● **Text**:
Content starts

They're talking about a piece in the New Yorker by Michael Pollan (which could be better informed, but wasn't the worst article on Plant "intelligence" I've seen by far), and they put "intelligence" in quotations in the description.
EquALLity wrote:
Did you watch the video? They're not the same on vaccines. The distinction is that Jill Stein says she is essentially agnostic on vaccines, but is leaning towards supporting them (she said she "isn't aware of evidence" that vaccines cause autism, changing her tweet from flat out saying there is no evidence), while Trump advocates for delays in vaccinations and says he has personal experience with a kid becoming autistic from vaccination. That is a big difference.
That's really not a big difference, I don't see a meaningful gradation here. They're both pandering to the anti-vaxxers. Stein also has much less of an excuse to believe that garbage because she's supposed to be a doctor.
Trump is still in favor of vaccinations, he thinks they're given too early and too many of them at once.
Referring to his and his wife Melania’s 22-month-old son Baron, Trump continued: “What we’ve done with Baron, we’ve taken him on a very slow process. He gets one shot at a time then we wait a few months and give him another shot, the old-fashioned way. But today they pump the children with so much at a very young age. We do it on a very, very conservative level.”
http://scienceblogs.com/insolence/2015/ ... ald-trump/
He vaccinated his own children, If Trump is really anti-vaxx, then so is Jill Stein. They're promoting the same garbage about the science and government being corrupt on this issue, and failing to confidently assert the safety of vaccines.
Trump is just much less politically subtle.
EquALLity wrote:
We don't have evidence Trump supports GMOs (the only info we have is a tweet saying GMOs made people in Iowa stupid and that's why he wasn't doing well in polls there).

Content ends

● **Exercise goal**: Quote the entire forum discussion about vaccines and candidates, word for word. The items that follow play no part in the work.

● **Items from a data collection**:
Content starts

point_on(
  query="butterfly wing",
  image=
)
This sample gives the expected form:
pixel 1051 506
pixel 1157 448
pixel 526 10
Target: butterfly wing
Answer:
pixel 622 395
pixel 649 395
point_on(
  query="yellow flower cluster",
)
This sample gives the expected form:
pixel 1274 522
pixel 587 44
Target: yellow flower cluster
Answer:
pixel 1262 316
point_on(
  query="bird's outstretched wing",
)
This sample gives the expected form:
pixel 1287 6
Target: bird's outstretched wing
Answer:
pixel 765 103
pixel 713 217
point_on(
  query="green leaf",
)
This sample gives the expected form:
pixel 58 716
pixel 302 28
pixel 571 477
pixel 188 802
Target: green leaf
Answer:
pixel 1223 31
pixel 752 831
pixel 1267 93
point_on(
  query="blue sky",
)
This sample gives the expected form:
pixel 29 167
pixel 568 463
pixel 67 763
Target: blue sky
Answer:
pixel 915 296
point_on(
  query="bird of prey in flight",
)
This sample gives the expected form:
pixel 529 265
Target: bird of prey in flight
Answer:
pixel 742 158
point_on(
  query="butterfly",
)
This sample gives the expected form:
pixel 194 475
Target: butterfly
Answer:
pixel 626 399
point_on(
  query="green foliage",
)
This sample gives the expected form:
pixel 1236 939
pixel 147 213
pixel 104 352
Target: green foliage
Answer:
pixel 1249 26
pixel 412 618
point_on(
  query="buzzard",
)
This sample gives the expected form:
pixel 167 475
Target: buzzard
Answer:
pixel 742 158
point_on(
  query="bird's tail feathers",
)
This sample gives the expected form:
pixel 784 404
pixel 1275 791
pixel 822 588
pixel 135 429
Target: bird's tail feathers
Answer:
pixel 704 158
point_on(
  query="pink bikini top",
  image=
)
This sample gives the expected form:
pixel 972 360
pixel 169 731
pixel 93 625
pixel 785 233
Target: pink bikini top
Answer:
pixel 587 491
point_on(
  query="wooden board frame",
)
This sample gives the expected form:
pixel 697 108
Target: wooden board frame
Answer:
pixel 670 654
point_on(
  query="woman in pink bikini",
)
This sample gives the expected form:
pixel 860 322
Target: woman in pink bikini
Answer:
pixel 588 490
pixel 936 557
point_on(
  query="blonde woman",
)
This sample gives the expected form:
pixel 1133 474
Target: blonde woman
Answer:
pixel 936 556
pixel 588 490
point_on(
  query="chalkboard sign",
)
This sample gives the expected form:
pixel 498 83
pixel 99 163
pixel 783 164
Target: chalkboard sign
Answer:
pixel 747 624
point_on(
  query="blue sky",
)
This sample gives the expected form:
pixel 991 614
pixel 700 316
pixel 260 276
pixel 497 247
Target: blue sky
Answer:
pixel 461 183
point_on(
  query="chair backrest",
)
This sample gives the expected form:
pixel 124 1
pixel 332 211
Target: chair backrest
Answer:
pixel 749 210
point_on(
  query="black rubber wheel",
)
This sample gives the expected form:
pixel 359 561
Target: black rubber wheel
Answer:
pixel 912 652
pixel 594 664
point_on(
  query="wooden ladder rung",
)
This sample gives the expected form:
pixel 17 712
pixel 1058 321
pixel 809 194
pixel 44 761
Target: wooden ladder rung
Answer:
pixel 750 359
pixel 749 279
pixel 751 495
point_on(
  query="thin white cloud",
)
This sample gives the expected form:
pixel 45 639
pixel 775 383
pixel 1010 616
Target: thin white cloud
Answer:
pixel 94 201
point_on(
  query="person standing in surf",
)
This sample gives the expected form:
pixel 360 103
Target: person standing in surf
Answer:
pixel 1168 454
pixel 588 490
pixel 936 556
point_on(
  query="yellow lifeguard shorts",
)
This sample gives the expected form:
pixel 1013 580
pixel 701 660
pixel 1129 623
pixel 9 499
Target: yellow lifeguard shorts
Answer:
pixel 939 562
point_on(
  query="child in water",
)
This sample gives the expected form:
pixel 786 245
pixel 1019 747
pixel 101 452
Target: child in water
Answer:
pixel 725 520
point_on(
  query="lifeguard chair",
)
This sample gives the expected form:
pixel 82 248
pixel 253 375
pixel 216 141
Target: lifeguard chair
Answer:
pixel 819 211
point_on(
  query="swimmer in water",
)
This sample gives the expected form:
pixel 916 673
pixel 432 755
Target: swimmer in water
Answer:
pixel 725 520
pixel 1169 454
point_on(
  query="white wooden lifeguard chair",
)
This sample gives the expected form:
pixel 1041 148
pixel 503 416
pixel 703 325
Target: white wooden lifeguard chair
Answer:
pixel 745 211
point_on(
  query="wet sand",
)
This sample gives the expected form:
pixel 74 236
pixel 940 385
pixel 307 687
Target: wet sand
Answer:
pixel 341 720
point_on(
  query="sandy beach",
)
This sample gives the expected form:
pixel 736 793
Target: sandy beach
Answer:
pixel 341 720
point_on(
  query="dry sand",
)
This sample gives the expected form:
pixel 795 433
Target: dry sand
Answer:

Content ends

● **Exercise output**:
They're talking about a piece in the New Yorker by Michael Pollan (which could be better informed, but wasn't the worst article on Plant "intelligence" I've seen by far), and they put "intelligence" in quotations in the description.
EquALLity wrote:
Did you watch the video? They're not the same on vaccines. The distinction is that Jill Stein says she is essentially agnostic on vaccines, but is leaning towards supporting them (she said she "isn't aware of evidence" that vaccines cause autism, changing her tweet from flat out saying there is no evidence), while Trump advocates for delays in vaccinations and says he has personal experience with a kid becoming autistic from vaccination. That is a big difference.
That's really not a big difference, I don't see a meaningful gradation here. They're both pandering to the anti-vaxxers. Stein also has much less of an excuse to believe that garbage because she's supposed to be a doctor.
Trump is still in favor of vaccinations, he thinks they're given too early and too many of them at once.
Referring to his and his wife Melania’s 22-month-old son Baron, Trump continued: “What we’ve done with Baron, we’ve taken him on a very slow process. He gets one shot at a time then we wait a few months and give him another shot, the old-fashioned way. But today they pump the children with so much at a very young age. We do it on a very, very conservative level.”
http://scienceblogs.com/insolence/2015/ ... ald-trump/
He vaccinated his own children, If Trump is really anti-vaxx, then so is Jill Stein. They're promoting the same garbage about the science and government being corrupt on this issue, and failing to confidently assert the safety of vaccines.
Trump is just much less politically subtle.
EquALLity wrote:
We don't have evidence Trump supports GMOs (the only info we have is a tweet saying GMOs made people in Iowa stupid and that's why he wasn't doing well in polls there).